= EXTRACT =
American educator (1894–1977)

Mae Carden (1894 – January 1977) was an American educator who developed the Carden Method. She created the code for words, and taking apart sentences and knowing how to put them back together. Mae Carden was born in Honolulu and received her primary and secondary education there. She then went on to receive her Bachelor's from Vassar College and her Master's from Columbia University. Throughout her career she emphasized joyful learning; in her own words, "Life is a joy, so should be learning."

==Career==
Carden established the first Carden School in 1934 at 24 East 68th Street in New York City. In 1935, she moved it to 43 East 67th Street. She demonstrated that children can gain an understanding of their own language and attain the ability to use it correctly when reading, listening, speaking, or writing. Her goal was to teach children to think; her main techniques were analysis and rhythm. Her educational philosophy and teaching techniques became an integral part of the Carden Method. Teachers, students, and parents often shorten the name of this interrelated, eclectic group of approaches to learning, calling it Carden.

In 1949, Mae Carden closed her school in New York City and with close associates, Dorothea Freyfogle and May Crissey, organized Mae Carden, Inc. The new arrangement enabled Mae Carden to give full attention to the use of the Carden Method in other schools.

To assure the continuation of her work, she established The Carden Educational Foundation, Inc., a New York not-for-profit corporation, in 1962. After Mae Carden died in January 1977, aged 82 or 83, the Foundation absorbed all of the activities and purposes of Mae Carden, Inc., and dissolved that organization. All rights, title, and interest in the Carden Method, including Carden and the Carden Curriculum, are vested in the Foundation.

= RECORDS =
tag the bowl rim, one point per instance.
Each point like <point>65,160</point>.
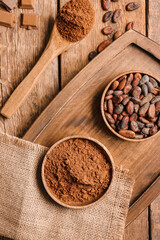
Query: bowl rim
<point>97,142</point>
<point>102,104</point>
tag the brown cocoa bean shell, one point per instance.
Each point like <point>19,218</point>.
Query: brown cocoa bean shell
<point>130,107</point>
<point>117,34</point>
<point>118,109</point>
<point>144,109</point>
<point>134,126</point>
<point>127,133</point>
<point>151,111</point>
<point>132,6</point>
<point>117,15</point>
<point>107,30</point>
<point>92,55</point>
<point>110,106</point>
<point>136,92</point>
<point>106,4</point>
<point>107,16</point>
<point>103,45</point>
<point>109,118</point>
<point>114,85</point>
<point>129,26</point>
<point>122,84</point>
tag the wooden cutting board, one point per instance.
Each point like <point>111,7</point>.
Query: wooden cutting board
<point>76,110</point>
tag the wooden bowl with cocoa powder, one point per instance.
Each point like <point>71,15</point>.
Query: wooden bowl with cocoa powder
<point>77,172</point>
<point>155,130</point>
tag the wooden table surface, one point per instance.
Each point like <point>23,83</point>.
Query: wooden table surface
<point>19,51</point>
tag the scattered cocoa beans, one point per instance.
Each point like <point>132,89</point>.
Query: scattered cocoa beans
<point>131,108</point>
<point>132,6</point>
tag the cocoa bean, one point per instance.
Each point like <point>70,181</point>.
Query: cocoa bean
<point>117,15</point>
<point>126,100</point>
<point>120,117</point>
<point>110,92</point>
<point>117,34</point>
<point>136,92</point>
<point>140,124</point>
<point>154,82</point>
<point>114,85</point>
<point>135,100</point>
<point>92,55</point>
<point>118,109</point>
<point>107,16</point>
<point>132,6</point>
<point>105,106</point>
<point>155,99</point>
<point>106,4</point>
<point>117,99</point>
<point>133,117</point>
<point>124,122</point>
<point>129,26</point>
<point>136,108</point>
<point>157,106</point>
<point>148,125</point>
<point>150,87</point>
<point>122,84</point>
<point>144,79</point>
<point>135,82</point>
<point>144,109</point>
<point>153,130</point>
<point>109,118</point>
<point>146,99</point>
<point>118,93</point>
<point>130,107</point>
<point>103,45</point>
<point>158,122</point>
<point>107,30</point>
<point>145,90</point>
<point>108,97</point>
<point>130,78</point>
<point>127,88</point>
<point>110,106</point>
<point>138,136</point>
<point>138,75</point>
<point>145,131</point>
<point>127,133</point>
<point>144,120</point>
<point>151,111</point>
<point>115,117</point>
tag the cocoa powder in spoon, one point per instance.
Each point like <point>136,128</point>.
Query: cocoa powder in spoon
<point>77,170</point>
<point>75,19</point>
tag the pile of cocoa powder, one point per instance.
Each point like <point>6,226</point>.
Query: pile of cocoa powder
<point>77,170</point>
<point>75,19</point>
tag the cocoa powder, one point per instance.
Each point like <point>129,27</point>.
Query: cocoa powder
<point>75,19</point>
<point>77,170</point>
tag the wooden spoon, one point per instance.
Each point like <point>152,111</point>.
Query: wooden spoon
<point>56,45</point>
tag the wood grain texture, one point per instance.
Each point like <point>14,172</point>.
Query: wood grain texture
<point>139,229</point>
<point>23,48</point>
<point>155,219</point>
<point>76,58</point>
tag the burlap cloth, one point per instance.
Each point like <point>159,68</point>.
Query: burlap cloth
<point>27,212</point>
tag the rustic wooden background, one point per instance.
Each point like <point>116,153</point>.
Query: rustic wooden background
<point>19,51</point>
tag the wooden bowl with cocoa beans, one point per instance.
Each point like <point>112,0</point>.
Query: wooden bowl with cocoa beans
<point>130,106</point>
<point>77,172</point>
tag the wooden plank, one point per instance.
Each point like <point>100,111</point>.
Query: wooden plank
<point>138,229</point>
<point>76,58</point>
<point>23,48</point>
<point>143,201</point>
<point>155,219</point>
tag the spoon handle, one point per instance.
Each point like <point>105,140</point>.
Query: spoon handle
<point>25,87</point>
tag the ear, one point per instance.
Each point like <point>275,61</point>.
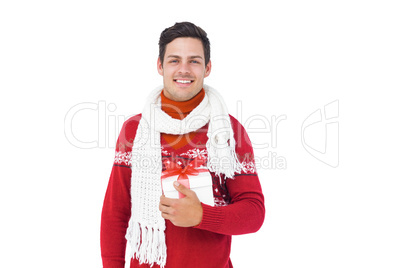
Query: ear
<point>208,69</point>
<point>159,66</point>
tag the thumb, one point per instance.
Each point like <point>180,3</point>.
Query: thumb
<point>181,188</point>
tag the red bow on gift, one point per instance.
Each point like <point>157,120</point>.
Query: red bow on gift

= YOUR ASSIGNMENT =
Write out the whole text about Mae Carden word for word, from its first line to its last. The data that comes after the text is separate material and has nothing to do with it.

= RESPONSE AREA =
American educator (1894–1977)

Mae Carden (1894 – January 1977) was an American educator who developed the Carden Method. She created the code for words, and taking apart sentences and knowing how to put them back together. Mae Carden was born in Honolulu and received her primary and secondary education there. She then went on to receive her Bachelor's from Vassar College and her Master's from Columbia University. Throughout her career she emphasized joyful learning; in her own words, "Life is a joy, so should be learning."

==Career==
Carden established the first Carden School in 1934 at 24 East 68th Street in New York City. In 1935, she moved it to 43 East 67th Street. She demonstrated that children can gain an understanding of their own language and attain the ability to use it correctly when reading, listening, speaking, or writing. Her goal was to teach children to think; her main techniques were analysis and rhythm. Her educational philosophy and teaching techniques became an integral part of the Carden Method. Teachers, students, and parents often shorten the name of this interrelated, eclectic group of approaches to learning, calling it Carden.

In 1949, Mae Carden closed her school in New York City and with close associates, Dorothea Freyfogle and May Crissey, organized Mae Carden, Inc. The new arrangement enabled Mae Carden to give full attention to the use of the Carden Method in other schools.

To assure the continuation of her work, she established The Carden Educational Foundation, Inc., a New York not-for-profit corporation, in 1962. After Mae Carden died in January 1977, aged 82 or 83, the Foundation absorbed all of the activities and purposes of Mae Carden, Inc., and dissolved that organization. All rights, title, and interest in the Carden Method, including Carden and the Carden Curriculum, are vested in the Foundation.